⟨

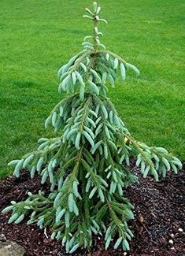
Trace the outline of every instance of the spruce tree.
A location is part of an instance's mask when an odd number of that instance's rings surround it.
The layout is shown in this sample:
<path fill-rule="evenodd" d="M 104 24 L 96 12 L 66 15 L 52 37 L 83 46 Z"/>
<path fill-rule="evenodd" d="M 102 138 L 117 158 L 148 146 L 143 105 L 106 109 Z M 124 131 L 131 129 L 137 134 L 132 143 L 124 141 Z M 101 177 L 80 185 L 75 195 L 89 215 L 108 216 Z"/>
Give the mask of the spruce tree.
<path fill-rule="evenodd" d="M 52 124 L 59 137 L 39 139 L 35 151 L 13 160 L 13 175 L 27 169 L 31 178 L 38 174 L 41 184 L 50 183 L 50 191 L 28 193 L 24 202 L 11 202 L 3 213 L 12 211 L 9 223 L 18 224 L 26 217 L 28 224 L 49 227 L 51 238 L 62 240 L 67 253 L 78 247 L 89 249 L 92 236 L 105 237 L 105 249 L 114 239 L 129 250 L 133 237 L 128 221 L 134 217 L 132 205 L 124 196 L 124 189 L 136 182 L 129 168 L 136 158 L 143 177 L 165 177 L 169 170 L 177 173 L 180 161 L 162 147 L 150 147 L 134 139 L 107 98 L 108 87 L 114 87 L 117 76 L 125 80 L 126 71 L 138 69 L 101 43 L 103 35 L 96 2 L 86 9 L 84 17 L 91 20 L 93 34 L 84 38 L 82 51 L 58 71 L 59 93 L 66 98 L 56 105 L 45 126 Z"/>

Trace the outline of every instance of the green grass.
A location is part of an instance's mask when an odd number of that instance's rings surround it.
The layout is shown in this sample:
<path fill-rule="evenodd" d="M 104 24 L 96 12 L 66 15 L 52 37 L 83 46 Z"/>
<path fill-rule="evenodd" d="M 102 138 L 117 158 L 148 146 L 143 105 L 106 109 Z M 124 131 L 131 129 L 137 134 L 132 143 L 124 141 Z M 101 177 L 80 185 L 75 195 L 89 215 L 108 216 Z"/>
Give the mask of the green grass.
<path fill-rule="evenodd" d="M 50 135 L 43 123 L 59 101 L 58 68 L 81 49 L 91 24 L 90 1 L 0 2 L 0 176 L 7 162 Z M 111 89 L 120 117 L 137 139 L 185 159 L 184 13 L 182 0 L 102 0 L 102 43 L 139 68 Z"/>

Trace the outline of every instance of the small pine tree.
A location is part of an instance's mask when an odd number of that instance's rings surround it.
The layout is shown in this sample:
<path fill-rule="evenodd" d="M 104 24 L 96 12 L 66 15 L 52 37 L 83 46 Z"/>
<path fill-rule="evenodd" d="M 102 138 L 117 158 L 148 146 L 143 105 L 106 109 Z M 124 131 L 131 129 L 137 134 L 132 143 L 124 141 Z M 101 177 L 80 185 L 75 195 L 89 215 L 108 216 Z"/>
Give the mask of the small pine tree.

⟩
⟨

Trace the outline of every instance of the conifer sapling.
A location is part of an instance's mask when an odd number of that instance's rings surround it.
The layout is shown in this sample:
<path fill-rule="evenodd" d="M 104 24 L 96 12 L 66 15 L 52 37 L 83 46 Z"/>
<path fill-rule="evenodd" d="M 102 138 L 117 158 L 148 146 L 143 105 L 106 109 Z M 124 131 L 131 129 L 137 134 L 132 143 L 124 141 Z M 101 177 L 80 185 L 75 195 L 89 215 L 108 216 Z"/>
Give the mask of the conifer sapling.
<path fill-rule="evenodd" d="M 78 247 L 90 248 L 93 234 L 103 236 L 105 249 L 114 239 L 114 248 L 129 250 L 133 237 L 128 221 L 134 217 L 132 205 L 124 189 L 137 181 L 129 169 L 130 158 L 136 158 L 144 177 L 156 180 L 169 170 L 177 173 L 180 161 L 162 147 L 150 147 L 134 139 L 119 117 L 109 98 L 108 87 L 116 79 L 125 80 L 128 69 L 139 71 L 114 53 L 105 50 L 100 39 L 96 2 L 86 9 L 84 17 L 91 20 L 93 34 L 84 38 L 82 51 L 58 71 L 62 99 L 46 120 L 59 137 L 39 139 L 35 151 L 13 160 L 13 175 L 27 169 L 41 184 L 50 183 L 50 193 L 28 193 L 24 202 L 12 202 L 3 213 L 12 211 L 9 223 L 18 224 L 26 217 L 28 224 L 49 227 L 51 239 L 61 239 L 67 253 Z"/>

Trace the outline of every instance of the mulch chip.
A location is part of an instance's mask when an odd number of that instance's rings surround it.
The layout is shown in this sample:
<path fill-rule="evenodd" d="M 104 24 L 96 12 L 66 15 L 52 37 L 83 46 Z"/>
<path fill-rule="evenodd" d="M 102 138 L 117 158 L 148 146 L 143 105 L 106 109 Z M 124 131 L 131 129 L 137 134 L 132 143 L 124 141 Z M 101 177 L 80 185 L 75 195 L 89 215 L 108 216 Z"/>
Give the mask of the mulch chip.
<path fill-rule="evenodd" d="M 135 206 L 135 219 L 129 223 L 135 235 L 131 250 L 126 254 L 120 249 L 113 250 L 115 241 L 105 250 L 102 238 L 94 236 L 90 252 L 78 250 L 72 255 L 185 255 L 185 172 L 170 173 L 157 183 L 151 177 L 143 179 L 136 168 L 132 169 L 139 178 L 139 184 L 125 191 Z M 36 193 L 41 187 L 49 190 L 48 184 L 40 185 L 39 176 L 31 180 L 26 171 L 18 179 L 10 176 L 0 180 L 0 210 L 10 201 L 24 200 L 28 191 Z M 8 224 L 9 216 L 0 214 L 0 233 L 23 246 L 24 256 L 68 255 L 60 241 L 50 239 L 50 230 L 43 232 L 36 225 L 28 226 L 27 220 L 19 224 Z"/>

⟩

Switch "spruce tree" to "fir tree" in the lines from "Trace the outline of every instance of the spruce" down to "Give the mask of the spruce tree.", and return only those lines with nothing else altered.

**ANSWER TO THIS PROBLEM**
Trace the outline of every instance of the fir tree.
A location is part of an instance's mask when an odd number of that instance's rings surround it.
The layout is shown in this sample:
<path fill-rule="evenodd" d="M 104 24 L 96 12 L 66 15 L 52 37 L 83 46 Z"/>
<path fill-rule="evenodd" d="M 102 138 L 117 158 L 148 146 L 143 105 L 106 109 Z M 124 131 L 131 129 L 137 134 L 132 143 L 124 141 Z M 101 177 L 80 185 L 75 195 L 89 215 L 108 216 Z"/>
Give the mask of the fir tree.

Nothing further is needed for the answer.